[Requirement] Would you output each record exactly as it stands?

[Records from a data collection]

= Beginning of Section =

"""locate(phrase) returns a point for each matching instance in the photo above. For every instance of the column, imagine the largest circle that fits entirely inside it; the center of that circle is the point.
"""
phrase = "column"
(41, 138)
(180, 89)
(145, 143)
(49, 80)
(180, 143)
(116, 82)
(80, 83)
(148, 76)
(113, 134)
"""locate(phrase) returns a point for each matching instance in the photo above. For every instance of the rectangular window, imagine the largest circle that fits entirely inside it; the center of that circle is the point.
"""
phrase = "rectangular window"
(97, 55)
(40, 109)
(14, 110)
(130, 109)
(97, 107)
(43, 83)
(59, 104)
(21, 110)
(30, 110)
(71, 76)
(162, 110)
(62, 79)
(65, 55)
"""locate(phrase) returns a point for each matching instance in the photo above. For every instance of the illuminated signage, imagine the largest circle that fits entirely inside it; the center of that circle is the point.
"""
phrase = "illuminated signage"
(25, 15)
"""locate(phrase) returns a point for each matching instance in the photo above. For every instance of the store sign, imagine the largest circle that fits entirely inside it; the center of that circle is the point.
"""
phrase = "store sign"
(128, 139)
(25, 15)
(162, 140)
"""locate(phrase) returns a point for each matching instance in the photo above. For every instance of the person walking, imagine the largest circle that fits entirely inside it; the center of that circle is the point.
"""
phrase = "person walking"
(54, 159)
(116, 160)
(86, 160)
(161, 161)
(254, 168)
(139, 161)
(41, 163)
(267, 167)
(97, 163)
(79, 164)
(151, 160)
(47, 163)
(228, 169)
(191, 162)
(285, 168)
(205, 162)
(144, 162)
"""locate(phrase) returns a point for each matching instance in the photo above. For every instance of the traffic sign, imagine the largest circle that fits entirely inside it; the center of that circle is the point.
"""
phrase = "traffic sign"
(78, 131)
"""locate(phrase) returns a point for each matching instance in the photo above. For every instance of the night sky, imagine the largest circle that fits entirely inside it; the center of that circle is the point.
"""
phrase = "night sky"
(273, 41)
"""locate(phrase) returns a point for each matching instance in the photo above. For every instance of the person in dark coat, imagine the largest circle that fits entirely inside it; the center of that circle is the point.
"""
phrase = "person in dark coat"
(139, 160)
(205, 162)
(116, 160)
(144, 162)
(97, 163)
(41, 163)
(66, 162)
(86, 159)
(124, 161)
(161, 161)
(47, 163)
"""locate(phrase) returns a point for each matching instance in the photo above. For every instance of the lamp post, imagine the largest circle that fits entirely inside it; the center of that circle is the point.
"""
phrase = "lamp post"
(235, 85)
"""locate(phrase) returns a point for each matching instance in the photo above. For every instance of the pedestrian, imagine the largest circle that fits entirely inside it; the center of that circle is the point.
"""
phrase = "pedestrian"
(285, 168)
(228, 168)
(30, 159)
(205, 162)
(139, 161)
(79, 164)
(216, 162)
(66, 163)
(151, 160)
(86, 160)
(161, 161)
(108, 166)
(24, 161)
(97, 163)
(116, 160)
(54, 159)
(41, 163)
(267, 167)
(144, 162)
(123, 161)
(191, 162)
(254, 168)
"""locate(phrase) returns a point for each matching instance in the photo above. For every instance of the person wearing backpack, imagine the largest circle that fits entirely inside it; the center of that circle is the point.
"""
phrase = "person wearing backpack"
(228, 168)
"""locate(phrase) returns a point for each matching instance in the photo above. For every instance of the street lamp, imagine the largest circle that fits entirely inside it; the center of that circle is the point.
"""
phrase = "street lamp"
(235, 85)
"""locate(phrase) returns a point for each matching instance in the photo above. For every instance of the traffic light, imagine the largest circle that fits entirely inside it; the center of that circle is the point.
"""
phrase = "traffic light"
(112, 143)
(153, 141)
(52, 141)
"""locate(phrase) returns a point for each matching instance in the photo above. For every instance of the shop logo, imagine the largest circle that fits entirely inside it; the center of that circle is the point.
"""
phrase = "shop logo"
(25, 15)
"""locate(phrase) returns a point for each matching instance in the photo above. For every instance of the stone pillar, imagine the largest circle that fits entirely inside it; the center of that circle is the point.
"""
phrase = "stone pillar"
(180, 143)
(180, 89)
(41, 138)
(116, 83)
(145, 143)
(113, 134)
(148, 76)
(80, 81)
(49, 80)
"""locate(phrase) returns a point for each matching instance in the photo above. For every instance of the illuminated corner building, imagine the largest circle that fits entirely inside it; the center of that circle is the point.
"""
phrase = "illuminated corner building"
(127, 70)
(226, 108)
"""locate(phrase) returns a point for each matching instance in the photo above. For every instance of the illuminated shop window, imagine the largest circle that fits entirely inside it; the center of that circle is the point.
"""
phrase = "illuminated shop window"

= End of Section =

[Task answer]
"""locate(phrase) returns a point for each matching instance in the photo above. For every instance of the column, imagine the largest circle that fits entirely inside it; the center of that circle is the point.
"""
phrase = "column"
(41, 138)
(180, 89)
(145, 143)
(49, 80)
(180, 143)
(116, 82)
(80, 83)
(148, 76)
(113, 134)
"""locate(phrase) returns a point for each matching instance in the photo above. For every instance of the rectangular window, imagine the largest circle that fits entirely inside it; the center of that circle is the point.
"""
phrase = "rectangular window"
(97, 55)
(40, 109)
(14, 110)
(130, 109)
(97, 107)
(43, 83)
(59, 104)
(21, 110)
(30, 110)
(71, 76)
(162, 110)
(62, 79)
(65, 55)
"""locate(phrase) returns a point for each matching instance in the photo above. For every instance of the illuminated signage, imagine the largest circle that fits entirely inside it; the center of that circle is the point.
"""
phrase = "illuminated signage"
(25, 15)
"""locate(phrase) returns a point for each matching instance in the photo above. For every instance of the store sign, imagine the largest circle that fits entirely inside it; the center of that circle is the point.
"""
phrase = "store sign"
(128, 139)
(25, 15)
(162, 140)
"""locate(phrase) returns a point for each matching instance in the photo above. For every instance of the person walking, imagine the largest circle that fits entirely inside it; the center of that circle is the point.
"""
phrase = "person walking"
(54, 159)
(116, 160)
(86, 160)
(161, 161)
(254, 168)
(139, 161)
(41, 163)
(267, 167)
(97, 163)
(79, 164)
(151, 160)
(47, 163)
(228, 169)
(191, 162)
(285, 168)
(205, 162)
(144, 162)
"""locate(phrase) returns a point for each matching instance in the photo above. For every instance of the traffic sign, imagine the largest circle that fits entirely inside it; the center of that circle is the point.
"""
phrase = "traffic sign"
(78, 131)
"""locate(phrase) returns a point for each matching instance in the photo above. For every instance of the night sky, imagine the largest circle that fits entirely inside it; the center of that circle is the point.
"""
phrase = "night sky"
(273, 41)
"""locate(phrase) returns a point for each matching instance in the photo above. For every instance of the person in dark coat, imagine the largest circle that fits entirely inside it; the center of that circle is the point.
"""
phrase = "person in dark coat"
(139, 160)
(205, 162)
(116, 160)
(144, 162)
(97, 163)
(41, 163)
(66, 162)
(86, 159)
(124, 161)
(161, 161)
(47, 163)
"""locate(phrase) returns a point for each matching instance in the photo above. For every instance of the lamp post, imagine the largest circle that fits entirely inside it; the center of that circle is the point.
"""
phrase = "lamp post"
(235, 85)
"""locate(phrase) returns a point for each matching instance in the photo above. For every instance of the pedestrian, imagine the largest circle that fits entirely inside it; the center of that circle is the point.
"""
phrase = "pedestrian"
(285, 168)
(228, 168)
(30, 159)
(205, 162)
(139, 161)
(79, 164)
(216, 162)
(66, 163)
(151, 160)
(86, 160)
(161, 161)
(108, 166)
(24, 161)
(97, 163)
(116, 160)
(54, 159)
(41, 163)
(267, 167)
(144, 162)
(123, 161)
(191, 162)
(254, 168)
"""locate(phrase) returns a point for each matching instance in the photo above. For every instance of the person wearing backpack, imagine the largest circle that fits entirely inside it; the center of that circle is the point.
"""
phrase = "person wearing backpack"
(228, 168)
"""locate(phrase) returns a point for each matching instance in the photo above. For every instance of the street lamp, imagine the largest circle that fits entirely inside it; the center of that circle is the point.
"""
phrase = "street lamp"
(235, 85)
"""locate(phrase) returns a point for each matching instance in the photo above. For every instance of the traffic light, imagine the largest circle that fits entirely inside it; the center of that circle is the point.
"""
phrase = "traffic light"
(112, 143)
(153, 141)
(52, 141)
"""locate(phrase) returns a point for each matching instance in the photo above. For every instance of the shop logo, imagine the largest circle that fits entirely inside it; the center of that circle is the point.
"""
phrase = "shop logo"
(25, 15)
"""locate(phrase) returns a point for each matching instance in the photo above. For every instance of the stone pillar, imagine the largest circle that fits entirely inside it; the center of that circle is the point.
"""
phrase = "stone pillar"
(180, 143)
(180, 89)
(41, 138)
(116, 83)
(145, 143)
(113, 134)
(148, 76)
(80, 81)
(49, 80)
"""locate(phrase) returns a point for each matching instance in the photo above. For every instance of the illuminated corner building, imagine the largest circle that fits entirely inside it; the center of that circle is the point.
"""
phrase = "illuminated corner building"
(127, 70)
(226, 108)
"""locate(phrase) returns a point for each matching instance in the photo above. For every instance of the illuminated shop window, imagine the largest circle that fits entirely inside it; the center of that circle is the point.
"""
phrase = "illuminated shop window"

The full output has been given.